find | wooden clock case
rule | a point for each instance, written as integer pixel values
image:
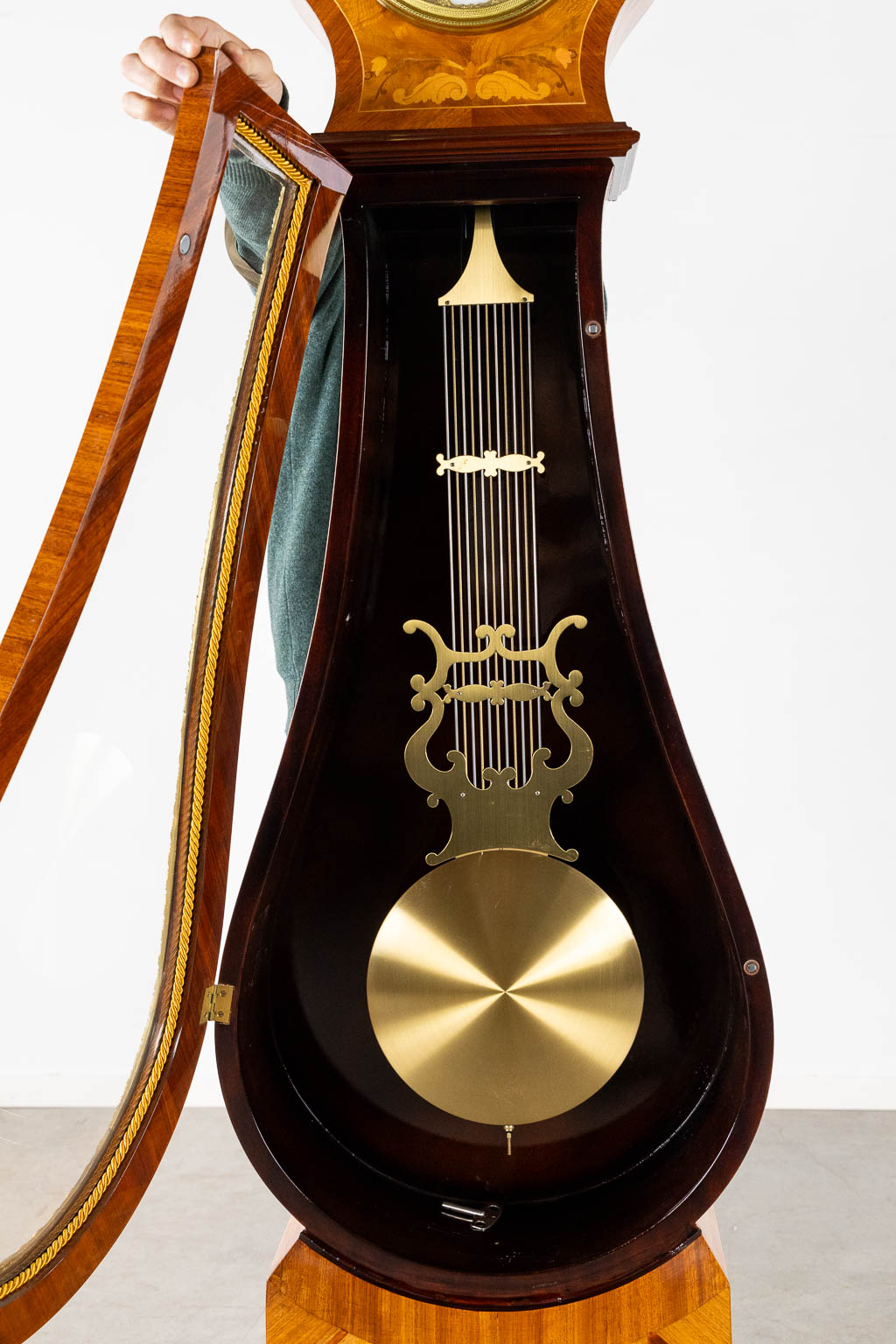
(599, 1195)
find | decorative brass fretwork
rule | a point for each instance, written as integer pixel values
(501, 815)
(491, 463)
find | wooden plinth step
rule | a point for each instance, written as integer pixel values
(685, 1301)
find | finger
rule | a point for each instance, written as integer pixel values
(188, 35)
(256, 65)
(152, 110)
(167, 63)
(150, 82)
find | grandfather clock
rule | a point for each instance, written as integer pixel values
(492, 1019)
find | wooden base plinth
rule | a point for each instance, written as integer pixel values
(685, 1301)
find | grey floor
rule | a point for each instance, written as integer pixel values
(808, 1228)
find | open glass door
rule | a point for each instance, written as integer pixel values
(121, 686)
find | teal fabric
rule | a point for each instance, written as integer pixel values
(301, 508)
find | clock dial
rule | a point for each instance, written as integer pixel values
(465, 14)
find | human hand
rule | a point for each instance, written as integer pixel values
(163, 67)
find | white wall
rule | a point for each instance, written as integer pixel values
(751, 301)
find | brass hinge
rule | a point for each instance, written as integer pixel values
(216, 1003)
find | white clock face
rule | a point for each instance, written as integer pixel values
(465, 14)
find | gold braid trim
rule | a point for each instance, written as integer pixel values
(234, 512)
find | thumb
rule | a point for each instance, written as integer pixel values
(256, 65)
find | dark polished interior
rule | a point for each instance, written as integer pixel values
(363, 1160)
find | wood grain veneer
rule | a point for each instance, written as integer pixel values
(46, 1271)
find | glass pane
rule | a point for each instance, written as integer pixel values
(87, 822)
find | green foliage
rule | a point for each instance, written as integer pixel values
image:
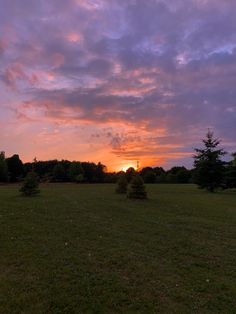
(174, 253)
(209, 168)
(122, 184)
(3, 168)
(31, 185)
(137, 188)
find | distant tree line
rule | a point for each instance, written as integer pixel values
(209, 171)
(12, 169)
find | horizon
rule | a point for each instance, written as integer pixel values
(117, 82)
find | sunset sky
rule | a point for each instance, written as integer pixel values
(116, 81)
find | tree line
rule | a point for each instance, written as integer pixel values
(209, 172)
(12, 169)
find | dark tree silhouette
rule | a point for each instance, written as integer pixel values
(130, 173)
(31, 185)
(59, 173)
(209, 168)
(76, 172)
(137, 188)
(230, 174)
(15, 168)
(122, 184)
(3, 168)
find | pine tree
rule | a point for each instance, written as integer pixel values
(209, 168)
(137, 188)
(122, 184)
(3, 168)
(31, 185)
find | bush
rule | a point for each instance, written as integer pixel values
(31, 185)
(137, 188)
(122, 184)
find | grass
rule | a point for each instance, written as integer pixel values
(85, 249)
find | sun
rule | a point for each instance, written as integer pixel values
(126, 165)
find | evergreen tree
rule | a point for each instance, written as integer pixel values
(209, 168)
(230, 174)
(75, 171)
(15, 168)
(59, 173)
(31, 185)
(122, 184)
(137, 188)
(3, 168)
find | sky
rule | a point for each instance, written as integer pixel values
(116, 81)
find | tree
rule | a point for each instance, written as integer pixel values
(31, 185)
(137, 188)
(15, 168)
(230, 174)
(209, 168)
(122, 184)
(130, 173)
(3, 168)
(148, 175)
(59, 173)
(75, 171)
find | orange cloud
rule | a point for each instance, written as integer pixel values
(74, 37)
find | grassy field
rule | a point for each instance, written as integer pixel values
(84, 249)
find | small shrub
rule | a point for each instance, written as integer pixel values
(31, 185)
(137, 188)
(122, 185)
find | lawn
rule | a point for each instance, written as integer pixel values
(84, 249)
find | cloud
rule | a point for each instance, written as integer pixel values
(163, 70)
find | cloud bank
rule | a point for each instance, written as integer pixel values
(116, 81)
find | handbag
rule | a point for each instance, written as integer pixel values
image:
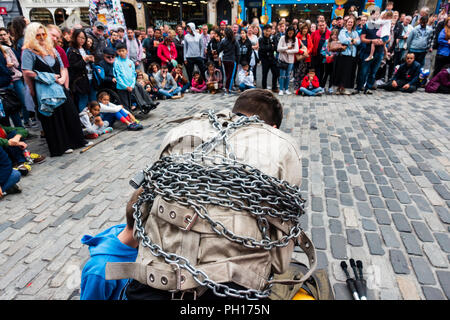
(282, 65)
(10, 100)
(337, 46)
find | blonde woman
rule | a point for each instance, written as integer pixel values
(62, 129)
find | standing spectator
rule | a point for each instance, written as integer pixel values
(205, 40)
(406, 78)
(80, 70)
(443, 51)
(230, 58)
(303, 58)
(368, 70)
(99, 41)
(193, 49)
(167, 53)
(401, 45)
(245, 77)
(419, 41)
(287, 48)
(253, 62)
(166, 84)
(345, 65)
(318, 39)
(125, 74)
(62, 129)
(213, 78)
(245, 48)
(178, 40)
(329, 57)
(267, 49)
(134, 47)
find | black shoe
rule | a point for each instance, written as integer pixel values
(14, 189)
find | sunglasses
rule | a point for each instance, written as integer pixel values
(41, 36)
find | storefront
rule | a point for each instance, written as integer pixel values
(54, 11)
(298, 9)
(159, 13)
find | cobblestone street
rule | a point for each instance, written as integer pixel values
(376, 177)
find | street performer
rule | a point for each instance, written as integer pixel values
(218, 214)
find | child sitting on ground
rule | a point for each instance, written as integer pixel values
(384, 31)
(198, 84)
(118, 112)
(310, 85)
(245, 77)
(93, 124)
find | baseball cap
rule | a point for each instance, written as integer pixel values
(99, 24)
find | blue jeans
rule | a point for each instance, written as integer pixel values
(244, 87)
(168, 94)
(84, 99)
(368, 72)
(312, 92)
(284, 77)
(19, 88)
(12, 180)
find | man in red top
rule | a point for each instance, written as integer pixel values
(310, 85)
(318, 38)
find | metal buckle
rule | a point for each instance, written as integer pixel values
(191, 222)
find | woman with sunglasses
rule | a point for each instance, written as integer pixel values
(62, 128)
(80, 70)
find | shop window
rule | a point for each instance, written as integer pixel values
(41, 15)
(60, 16)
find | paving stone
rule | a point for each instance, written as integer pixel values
(443, 241)
(335, 226)
(389, 237)
(354, 237)
(401, 223)
(382, 216)
(338, 246)
(431, 293)
(398, 261)
(364, 209)
(435, 255)
(374, 243)
(372, 189)
(422, 270)
(376, 202)
(422, 231)
(410, 242)
(444, 281)
(442, 191)
(319, 238)
(407, 288)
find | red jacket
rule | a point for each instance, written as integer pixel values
(165, 55)
(309, 45)
(316, 39)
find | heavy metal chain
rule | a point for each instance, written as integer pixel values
(196, 179)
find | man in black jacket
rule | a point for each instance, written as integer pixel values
(407, 76)
(267, 49)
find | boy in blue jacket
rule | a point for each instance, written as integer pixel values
(125, 74)
(115, 244)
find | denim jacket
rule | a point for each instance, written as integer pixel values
(50, 94)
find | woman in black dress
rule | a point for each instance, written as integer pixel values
(62, 129)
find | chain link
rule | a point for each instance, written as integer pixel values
(197, 179)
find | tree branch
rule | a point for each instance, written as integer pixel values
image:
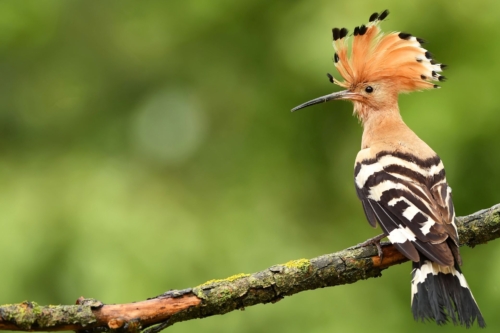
(236, 292)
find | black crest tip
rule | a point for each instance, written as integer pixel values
(336, 33)
(404, 35)
(383, 15)
(373, 17)
(362, 30)
(343, 33)
(421, 40)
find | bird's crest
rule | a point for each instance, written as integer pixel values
(397, 57)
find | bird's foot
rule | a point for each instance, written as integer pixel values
(372, 241)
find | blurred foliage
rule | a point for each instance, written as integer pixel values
(148, 146)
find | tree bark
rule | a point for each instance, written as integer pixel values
(236, 292)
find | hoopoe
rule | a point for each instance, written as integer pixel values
(398, 178)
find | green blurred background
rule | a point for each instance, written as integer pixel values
(149, 145)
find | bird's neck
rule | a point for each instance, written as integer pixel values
(384, 126)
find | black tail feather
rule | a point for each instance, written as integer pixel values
(441, 293)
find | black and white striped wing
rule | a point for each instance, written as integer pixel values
(411, 201)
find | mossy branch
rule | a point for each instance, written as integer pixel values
(236, 292)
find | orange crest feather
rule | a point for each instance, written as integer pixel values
(397, 57)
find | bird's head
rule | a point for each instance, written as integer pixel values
(378, 67)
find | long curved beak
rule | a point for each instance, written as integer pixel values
(344, 94)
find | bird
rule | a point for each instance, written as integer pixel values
(399, 179)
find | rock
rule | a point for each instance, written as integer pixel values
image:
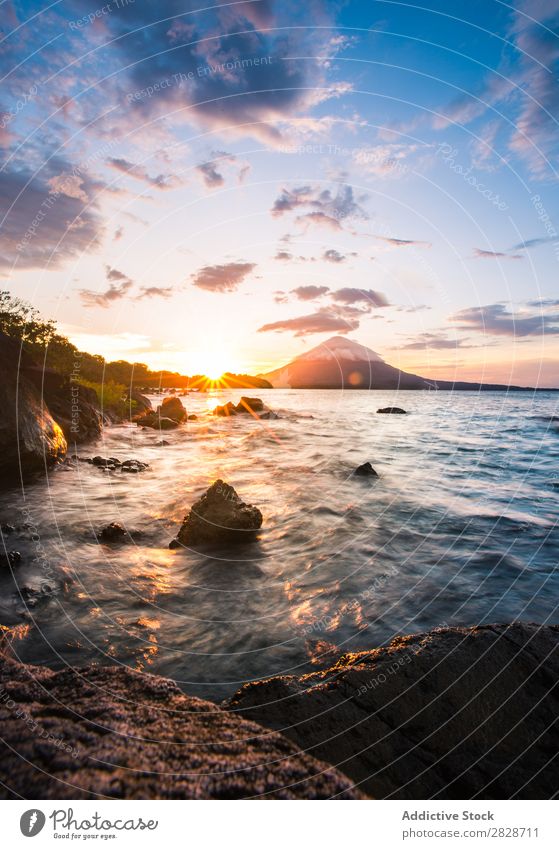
(172, 408)
(76, 409)
(450, 714)
(228, 409)
(133, 466)
(30, 438)
(114, 532)
(10, 559)
(154, 420)
(219, 516)
(110, 464)
(250, 405)
(365, 470)
(141, 403)
(118, 734)
(166, 424)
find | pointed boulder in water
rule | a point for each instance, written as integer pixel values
(219, 516)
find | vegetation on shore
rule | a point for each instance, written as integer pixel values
(40, 338)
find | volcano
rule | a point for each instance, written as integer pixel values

# # #

DIRECTIONS FOR THIS TASK:
Reproduce the rows from their first line through the line that contains "(808, 1228)", with both of those lines included. Leave the pictures out of your answer.

RESULT FOR THIS TASK:
find | wooden clock case
rule | a point for each instance, written as integer pixel values
image:
(599, 1195)
find | decorative brass fretwork
rule | a point for each instance, written as integer pixel values
(501, 815)
(491, 463)
find | wooden plinth step
rule | a point for each instance, written as integer pixel values
(685, 1301)
find | finger
rule | a point for each instance, written as integer pixel values
(188, 35)
(256, 65)
(152, 110)
(167, 63)
(150, 82)
find | grandfather clock
rule | a point for each instance, written as integer pixel values
(492, 1019)
find | wooden base plinth
rule | a point for each instance, written as integer pixel values
(685, 1301)
find | grey floor
rule | a point for each instance, written as integer pixel values
(808, 1228)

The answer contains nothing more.